**Supplied text:**
┌────────

They wrote: "My dad, an immigrant who has worked for NASA for 3 years, landing his 5th rover on Mars."
Her video has been viewed 1.2 million times and has more than 260,000 likes, and has been shared across the internet on various platforms.
His wife Susan San Martin appears to have originally posted the clip, writing on Twitter: "@MigOnMars and I have been through five rover landings but this is the first time we've experienced one together. Usually he's in Mission Control. It was quite something!!!"
San Martin later shared the footage on his own Twitter feed, saying he was 'a wreck' when he learnt the rover had landed safely, also explaining his role in the most recent mission.
He wrote: "I want to clarify... I was an advisor and review panel member for @NASAPersevere. I was the GN&C Chief for the previous rovers. But it did use our Curiosity landing software so I was a wreck."
Argentinian San Martin is best known for his work as Chief Engineer for the Guidance, Navigation and Control system in several recent missions to Mars.
He also helped develop the Sky Crane system, which was used to help Perseverance rover land on Mars earlier this week.
San Martin was rejected from Cornell's engineering school, going on to get a bachelor's degree in electrical engineering from Syracuse University, where he was named Engineering Student of the Year in 1982.
He then completed his Master's degree at Massachusetts Institute of Technology, before he started working for the NASA Jet Propulsion Laboratory in 1985 - achieving his childhood dream, having wanted to become a space engineer after hearing of the Viking mission to Mars in the 70s.

└────────

**Exercise goal:** Repeat, word for word, the stretch of the passage about the NASA rover engineer from "He also helped" through "Year in 1982.".

[Box-labeled dataset excerpts]
┌────────

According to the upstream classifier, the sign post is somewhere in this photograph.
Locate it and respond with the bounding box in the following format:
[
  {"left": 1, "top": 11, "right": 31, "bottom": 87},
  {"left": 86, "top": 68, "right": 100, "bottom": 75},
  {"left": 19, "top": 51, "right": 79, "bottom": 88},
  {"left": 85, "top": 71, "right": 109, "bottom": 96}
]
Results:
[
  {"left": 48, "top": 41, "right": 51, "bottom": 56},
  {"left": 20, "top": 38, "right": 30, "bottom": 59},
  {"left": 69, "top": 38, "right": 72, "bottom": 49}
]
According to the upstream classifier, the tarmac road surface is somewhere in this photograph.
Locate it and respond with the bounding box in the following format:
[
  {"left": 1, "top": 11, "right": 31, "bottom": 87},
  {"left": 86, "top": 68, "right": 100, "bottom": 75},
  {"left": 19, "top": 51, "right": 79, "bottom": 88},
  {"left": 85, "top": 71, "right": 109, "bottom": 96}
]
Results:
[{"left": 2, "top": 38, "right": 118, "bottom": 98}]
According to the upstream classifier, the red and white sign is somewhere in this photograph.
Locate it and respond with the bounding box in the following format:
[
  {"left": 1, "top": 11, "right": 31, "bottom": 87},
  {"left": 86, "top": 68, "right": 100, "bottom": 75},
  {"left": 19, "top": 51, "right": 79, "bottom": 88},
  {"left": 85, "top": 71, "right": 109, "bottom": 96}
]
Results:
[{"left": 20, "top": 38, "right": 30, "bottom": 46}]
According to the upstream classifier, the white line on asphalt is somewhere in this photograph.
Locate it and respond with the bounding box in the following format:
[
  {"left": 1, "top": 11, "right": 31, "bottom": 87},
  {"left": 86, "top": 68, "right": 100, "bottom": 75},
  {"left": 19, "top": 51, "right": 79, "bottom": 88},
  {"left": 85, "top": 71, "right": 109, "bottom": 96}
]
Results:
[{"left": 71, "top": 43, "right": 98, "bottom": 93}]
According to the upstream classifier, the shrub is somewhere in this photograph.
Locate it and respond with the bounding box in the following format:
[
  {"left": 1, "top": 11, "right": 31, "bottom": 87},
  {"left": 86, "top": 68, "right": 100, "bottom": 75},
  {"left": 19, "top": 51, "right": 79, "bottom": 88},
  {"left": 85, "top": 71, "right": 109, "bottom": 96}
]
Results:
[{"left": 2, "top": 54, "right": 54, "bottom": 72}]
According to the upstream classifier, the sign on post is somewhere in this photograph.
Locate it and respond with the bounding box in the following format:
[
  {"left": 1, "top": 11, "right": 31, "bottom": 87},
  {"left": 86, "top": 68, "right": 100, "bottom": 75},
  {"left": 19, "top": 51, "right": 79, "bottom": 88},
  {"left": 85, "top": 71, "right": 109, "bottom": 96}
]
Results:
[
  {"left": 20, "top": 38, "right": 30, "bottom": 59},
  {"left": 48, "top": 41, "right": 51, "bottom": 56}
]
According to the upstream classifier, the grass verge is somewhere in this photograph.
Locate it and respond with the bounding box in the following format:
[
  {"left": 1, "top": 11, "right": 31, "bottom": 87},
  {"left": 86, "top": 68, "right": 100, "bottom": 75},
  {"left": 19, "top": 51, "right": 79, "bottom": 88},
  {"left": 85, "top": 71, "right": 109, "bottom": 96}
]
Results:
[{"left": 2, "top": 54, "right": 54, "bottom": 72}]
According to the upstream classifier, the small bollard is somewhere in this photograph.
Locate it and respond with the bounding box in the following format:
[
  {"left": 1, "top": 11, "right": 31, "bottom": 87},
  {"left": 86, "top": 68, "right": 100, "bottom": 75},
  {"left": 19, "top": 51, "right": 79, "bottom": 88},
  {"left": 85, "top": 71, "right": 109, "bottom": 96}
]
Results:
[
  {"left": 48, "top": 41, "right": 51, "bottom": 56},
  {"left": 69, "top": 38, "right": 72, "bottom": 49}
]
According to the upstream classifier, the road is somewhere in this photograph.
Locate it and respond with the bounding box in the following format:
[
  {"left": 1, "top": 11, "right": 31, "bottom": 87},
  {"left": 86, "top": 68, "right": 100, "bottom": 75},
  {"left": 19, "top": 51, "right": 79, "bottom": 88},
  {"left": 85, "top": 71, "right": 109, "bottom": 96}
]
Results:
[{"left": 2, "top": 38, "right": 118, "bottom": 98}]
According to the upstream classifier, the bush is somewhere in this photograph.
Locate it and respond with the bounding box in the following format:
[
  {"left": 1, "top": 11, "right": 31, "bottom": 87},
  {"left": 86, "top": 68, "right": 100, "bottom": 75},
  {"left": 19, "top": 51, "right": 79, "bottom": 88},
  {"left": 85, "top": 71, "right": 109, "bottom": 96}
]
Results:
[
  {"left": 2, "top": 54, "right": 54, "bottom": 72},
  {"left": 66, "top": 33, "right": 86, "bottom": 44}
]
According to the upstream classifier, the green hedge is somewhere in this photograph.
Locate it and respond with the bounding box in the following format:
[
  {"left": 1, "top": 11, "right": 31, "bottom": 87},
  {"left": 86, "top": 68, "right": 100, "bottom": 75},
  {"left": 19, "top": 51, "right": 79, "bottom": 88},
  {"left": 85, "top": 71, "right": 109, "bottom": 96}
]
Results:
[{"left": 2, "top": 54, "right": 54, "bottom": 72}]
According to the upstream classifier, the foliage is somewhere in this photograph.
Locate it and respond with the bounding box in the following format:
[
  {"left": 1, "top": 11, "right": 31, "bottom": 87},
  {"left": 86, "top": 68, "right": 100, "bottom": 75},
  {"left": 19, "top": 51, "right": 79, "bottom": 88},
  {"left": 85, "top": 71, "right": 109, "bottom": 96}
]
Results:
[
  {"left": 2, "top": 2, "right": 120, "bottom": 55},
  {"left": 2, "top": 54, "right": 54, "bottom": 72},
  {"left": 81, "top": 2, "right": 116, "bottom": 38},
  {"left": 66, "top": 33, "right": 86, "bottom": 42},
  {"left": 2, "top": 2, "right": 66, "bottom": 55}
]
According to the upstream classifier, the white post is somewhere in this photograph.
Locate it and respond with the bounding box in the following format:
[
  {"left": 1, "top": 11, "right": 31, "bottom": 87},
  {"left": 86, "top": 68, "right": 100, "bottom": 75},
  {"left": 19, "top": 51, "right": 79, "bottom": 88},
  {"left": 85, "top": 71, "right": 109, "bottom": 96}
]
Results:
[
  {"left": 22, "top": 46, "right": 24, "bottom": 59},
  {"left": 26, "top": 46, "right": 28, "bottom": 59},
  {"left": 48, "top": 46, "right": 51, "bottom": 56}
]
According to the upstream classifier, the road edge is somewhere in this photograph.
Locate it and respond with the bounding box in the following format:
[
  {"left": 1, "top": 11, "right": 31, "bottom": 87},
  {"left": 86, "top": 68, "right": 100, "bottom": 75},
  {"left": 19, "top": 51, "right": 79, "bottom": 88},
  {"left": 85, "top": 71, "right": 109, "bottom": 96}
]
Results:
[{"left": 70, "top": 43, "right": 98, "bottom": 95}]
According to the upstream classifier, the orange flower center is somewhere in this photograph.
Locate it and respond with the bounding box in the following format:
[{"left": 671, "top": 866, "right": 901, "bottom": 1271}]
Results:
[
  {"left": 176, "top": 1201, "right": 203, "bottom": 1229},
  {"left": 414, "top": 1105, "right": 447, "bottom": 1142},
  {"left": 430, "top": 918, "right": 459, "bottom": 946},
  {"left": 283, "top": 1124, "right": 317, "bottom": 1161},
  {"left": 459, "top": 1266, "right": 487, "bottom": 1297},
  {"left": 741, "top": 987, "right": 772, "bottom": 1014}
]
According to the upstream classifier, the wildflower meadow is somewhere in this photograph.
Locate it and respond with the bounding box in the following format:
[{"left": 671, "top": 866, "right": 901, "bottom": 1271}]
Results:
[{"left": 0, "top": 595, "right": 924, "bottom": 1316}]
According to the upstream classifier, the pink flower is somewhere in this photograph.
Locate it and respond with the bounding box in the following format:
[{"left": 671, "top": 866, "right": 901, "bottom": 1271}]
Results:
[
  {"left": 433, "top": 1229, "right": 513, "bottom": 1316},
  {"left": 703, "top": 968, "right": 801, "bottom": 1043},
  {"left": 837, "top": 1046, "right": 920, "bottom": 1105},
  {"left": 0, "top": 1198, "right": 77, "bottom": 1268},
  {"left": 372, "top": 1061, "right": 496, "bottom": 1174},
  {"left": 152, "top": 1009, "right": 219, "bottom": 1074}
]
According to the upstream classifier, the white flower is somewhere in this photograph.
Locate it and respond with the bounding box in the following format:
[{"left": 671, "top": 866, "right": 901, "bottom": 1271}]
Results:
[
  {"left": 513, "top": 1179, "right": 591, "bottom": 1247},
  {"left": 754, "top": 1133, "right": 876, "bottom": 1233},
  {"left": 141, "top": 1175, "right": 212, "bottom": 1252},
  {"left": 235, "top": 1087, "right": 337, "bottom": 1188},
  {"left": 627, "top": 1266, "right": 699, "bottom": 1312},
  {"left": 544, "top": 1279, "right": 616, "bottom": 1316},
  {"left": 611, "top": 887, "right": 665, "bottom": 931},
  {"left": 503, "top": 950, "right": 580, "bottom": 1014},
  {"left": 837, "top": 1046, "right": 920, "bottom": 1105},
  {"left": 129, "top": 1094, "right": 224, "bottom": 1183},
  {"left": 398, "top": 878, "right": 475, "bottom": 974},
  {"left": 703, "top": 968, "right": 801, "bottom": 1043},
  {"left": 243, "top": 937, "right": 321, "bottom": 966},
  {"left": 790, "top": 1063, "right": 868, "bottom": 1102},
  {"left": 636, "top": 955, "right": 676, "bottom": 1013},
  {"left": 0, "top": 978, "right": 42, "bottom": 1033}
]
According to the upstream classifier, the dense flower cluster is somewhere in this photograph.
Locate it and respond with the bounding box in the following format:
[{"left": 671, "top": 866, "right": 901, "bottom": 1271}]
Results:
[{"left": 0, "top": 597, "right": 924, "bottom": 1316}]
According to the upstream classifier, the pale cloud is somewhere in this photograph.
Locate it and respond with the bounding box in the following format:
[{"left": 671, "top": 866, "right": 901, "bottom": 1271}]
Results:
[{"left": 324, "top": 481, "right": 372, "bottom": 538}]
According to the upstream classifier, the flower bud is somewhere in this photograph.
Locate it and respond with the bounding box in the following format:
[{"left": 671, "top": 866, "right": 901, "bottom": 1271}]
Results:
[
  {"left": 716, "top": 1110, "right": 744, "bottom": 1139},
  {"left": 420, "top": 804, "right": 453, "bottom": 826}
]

└────────

**Final answer:**
He also helped develop the Sky Crane system, which was used to help Perseverance rover land on Mars earlier this week.
San Martin was rejected from Cornell's engineering school, going on to get a bachelor's degree in electrical engineering from Syracuse University, where he was named Engineering Student of the Year in 1982.